Try it: The entries below are to be copied exactly, with every picture left out.

(Recorded information begins)

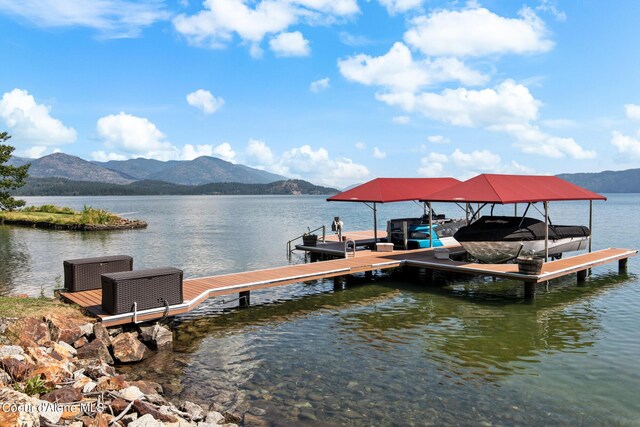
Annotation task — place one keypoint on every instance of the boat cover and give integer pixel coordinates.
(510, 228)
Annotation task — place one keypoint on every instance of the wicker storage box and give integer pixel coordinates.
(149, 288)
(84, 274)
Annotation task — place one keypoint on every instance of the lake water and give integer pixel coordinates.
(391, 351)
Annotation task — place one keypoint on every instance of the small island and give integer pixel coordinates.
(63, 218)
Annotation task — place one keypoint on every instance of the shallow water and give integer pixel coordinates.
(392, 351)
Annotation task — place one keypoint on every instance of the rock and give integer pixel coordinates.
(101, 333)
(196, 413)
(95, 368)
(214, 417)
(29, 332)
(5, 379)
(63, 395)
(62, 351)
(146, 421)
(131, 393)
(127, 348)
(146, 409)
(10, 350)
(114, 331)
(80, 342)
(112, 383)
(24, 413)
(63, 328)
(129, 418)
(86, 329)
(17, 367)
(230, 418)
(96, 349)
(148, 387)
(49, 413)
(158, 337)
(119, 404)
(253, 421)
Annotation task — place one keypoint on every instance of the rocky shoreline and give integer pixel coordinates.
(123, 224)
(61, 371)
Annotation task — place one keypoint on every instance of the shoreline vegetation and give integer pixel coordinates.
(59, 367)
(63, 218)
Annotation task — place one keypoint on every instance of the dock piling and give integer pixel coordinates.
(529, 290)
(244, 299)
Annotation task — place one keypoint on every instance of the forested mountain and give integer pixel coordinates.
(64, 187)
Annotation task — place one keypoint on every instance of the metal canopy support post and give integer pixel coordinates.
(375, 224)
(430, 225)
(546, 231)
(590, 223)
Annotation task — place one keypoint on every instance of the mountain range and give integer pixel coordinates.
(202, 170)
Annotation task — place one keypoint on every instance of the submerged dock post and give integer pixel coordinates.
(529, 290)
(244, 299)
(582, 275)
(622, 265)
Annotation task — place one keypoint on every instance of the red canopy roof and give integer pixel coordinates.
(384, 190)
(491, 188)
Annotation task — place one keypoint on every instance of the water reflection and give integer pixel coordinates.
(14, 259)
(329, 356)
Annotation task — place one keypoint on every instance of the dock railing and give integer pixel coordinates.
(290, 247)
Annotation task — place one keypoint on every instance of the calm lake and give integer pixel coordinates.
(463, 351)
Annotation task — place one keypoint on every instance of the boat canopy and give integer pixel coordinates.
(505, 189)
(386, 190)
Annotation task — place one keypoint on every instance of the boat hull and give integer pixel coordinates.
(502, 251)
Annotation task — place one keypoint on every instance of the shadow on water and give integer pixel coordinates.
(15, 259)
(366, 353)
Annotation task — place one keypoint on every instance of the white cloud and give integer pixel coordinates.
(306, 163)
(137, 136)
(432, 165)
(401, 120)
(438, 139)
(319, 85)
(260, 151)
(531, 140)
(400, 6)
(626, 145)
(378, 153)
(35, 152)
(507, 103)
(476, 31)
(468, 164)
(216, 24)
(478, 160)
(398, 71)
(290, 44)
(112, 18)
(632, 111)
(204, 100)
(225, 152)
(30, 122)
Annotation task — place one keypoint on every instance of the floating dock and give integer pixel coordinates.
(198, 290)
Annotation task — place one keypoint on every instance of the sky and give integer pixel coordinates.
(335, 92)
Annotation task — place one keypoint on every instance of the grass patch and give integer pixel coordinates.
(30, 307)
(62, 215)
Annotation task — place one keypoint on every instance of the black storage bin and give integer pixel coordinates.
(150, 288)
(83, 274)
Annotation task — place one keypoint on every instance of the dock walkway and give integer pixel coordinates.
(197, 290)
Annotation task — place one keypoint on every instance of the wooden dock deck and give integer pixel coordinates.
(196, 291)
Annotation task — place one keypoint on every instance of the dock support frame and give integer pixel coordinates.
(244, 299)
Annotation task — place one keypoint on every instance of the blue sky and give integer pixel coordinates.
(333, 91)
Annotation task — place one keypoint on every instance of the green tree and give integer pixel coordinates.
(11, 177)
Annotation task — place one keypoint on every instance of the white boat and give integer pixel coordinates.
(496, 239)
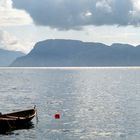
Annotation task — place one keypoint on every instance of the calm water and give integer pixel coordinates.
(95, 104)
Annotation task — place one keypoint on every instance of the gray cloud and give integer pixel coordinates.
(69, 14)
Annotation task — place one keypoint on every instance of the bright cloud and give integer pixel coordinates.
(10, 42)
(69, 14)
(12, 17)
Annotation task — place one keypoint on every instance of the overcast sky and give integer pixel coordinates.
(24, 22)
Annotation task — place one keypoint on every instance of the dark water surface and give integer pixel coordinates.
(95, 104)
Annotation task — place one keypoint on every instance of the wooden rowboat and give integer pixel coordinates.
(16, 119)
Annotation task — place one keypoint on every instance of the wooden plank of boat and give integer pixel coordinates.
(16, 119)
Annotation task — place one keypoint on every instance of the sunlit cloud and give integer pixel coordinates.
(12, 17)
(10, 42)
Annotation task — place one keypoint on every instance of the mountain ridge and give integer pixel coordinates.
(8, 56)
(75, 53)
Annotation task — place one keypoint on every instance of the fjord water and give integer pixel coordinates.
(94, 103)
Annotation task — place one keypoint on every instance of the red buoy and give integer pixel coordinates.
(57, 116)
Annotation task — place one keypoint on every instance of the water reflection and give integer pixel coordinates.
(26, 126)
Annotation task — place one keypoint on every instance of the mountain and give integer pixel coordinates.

(Recorded information ends)

Exercise response:
Annotation task — place one keypoint on every instance of the boat cover and give integer pixel coordinates.
(510, 228)
Annotation task — place one keypoint on every instance of the wicker storage box and give integer pixel coordinates.
(149, 288)
(84, 274)
Annotation task — place one keypoint on every instance of the lake water and give integer pixel coordinates.
(391, 351)
Annotation task — place one keypoint on every instance of the small island and give integer pixel coordinates.
(63, 218)
Annotation task — place one keypoint on every instance of the shallow water and give integer pixel coordinates.
(392, 351)
Annotation task — place one keypoint on every instance of the rock and give integer pixel coordinates.
(101, 333)
(196, 413)
(95, 368)
(214, 417)
(29, 332)
(5, 379)
(63, 395)
(62, 351)
(146, 421)
(131, 393)
(127, 348)
(146, 409)
(10, 350)
(114, 331)
(80, 342)
(112, 383)
(24, 413)
(63, 328)
(129, 418)
(86, 329)
(17, 367)
(230, 418)
(96, 349)
(148, 387)
(49, 413)
(158, 337)
(119, 404)
(253, 421)
Annotation task — place one keypoint on every instance of the rocky shoreline and give integer pixel coordinates.
(123, 224)
(61, 371)
Annotation task — place one keypoint on every instance of the shoreline vegetation and give integer pixel coordinates.
(59, 367)
(63, 218)
Annotation task — place one keypoint on every instance of the dock piling and give integer pixel coordinates.
(529, 290)
(244, 299)
Annotation task — place one keypoint on every instance of the forested mountain and give integer pixel coordinates.
(64, 187)
Annotation task — place one keypoint on every instance of the metal canopy support post and give integer pixel coordinates.
(375, 224)
(430, 225)
(546, 231)
(590, 223)
Annotation task — place one keypoint on every instance of the mountain range and give integer pixel coordinates.
(202, 170)
Annotation task — place one keypoint on every instance of the submerged dock post and give integer pixel coordinates.
(529, 290)
(244, 299)
(582, 275)
(622, 265)
Annotation task — place one keypoint on every instance of the red canopy roof and give integer pixel coordinates.
(384, 190)
(491, 188)
Annotation task — place one keypoint on every instance of the water reflection and give integer pixel coordinates.
(14, 259)
(329, 356)
Annotation task — place one keypoint on every instance of the dock railing and give integer pixel coordinates.
(290, 247)
Annotation task — place one keypoint on every instance of the calm lake and give integer pixel coordinates.
(463, 351)
Annotation task — place one keypoint on every instance of the boat canopy and give integer pixel coordinates.
(505, 189)
(386, 190)
Annotation task — place one keypoint on every instance of the boat hull and give integer pixel coordinates.
(502, 251)
Annotation task — place one keypoint on every instance of the shadow on water and give integer pixel coordinates.
(15, 259)
(366, 353)
Annotation task — place one keypoint on every instance of the white cloud and give integer pixel coordinates.
(306, 163)
(137, 136)
(432, 165)
(401, 120)
(438, 139)
(319, 85)
(260, 151)
(531, 140)
(400, 6)
(626, 145)
(378, 153)
(35, 152)
(507, 103)
(476, 31)
(468, 164)
(216, 24)
(478, 160)
(398, 71)
(290, 44)
(112, 18)
(632, 111)
(204, 100)
(225, 152)
(30, 122)
Annotation task — place one keypoint on every instance of the floating dock and give integer pixel coordinates.
(198, 290)
Annotation task — place one keypoint on every instance of the sky and give integer pixel coordinates.
(335, 92)
Annotation task — place one keypoint on every instance of the grass patch and give integer pixel coordinates.
(30, 307)
(62, 215)
Annotation task — place one keypoint on every instance of the black storage bin and give integer pixel coordinates.
(150, 288)
(83, 274)
Annotation task — place one keypoint on every instance of the dock walkway and give integer pixel coordinates.
(197, 290)
Annotation task — place one keypoint on every instance of the wooden dock deck and give integer pixel coordinates.
(196, 291)
Annotation task — place one keypoint on every instance of the dock support frame and give integer pixel coordinates.
(244, 299)
Annotation task — place one keypoint on every instance of the blue sky and give integer pixel coordinates.
(333, 91)
Annotation task — place one keypoint on every instance of the green tree and give integer pixel coordinates.
(11, 177)
Annotation task — place one keypoint on every instance of the white boat and give integer pixel coordinates.
(496, 239)
Annotation task — place one keypoint on every instance of the calm water and give integer pixel coordinates.
(95, 104)
Annotation task — place one keypoint on every instance of the gray cloud and give integer pixel coordinates.
(69, 14)
Annotation task — place one keypoint on every instance of the bright cloud and give integer pixel coordinates.
(10, 42)
(69, 14)
(12, 17)
Annotation task — place one keypoint on every instance of the overcast sky and give integer pixel coordinates.
(24, 22)
Annotation task — place one keypoint on every instance of the dark water surface and give integer pixel coordinates.
(95, 104)
Annotation task — place one keypoint on every instance of the wooden rowboat and give integer pixel coordinates.
(16, 119)
Annotation task — place one keypoint on every instance of the wooden plank of boat and give integer pixel coordinates.
(16, 119)
Annotation task — place one keypoint on every instance of the sunlit cloud and give integer pixel coordinates.
(12, 17)
(10, 42)
Annotation task — place one keypoint on every instance of the mountain ridge and give integer pixel coordinates.
(8, 56)
(75, 53)
Annotation task — place one keypoint on every instance of the fjord water and give integer pixel coordinates.
(94, 103)
Annotation task — place one keypoint on every instance of the red buoy and give integer pixel coordinates.
(57, 116)
Annotation task — place one keypoint on every instance of the water reflection and give integer pixel coordinates.
(26, 126)
Annotation task — place one keypoint on every instance of the mountain and give integer pixel coordinates.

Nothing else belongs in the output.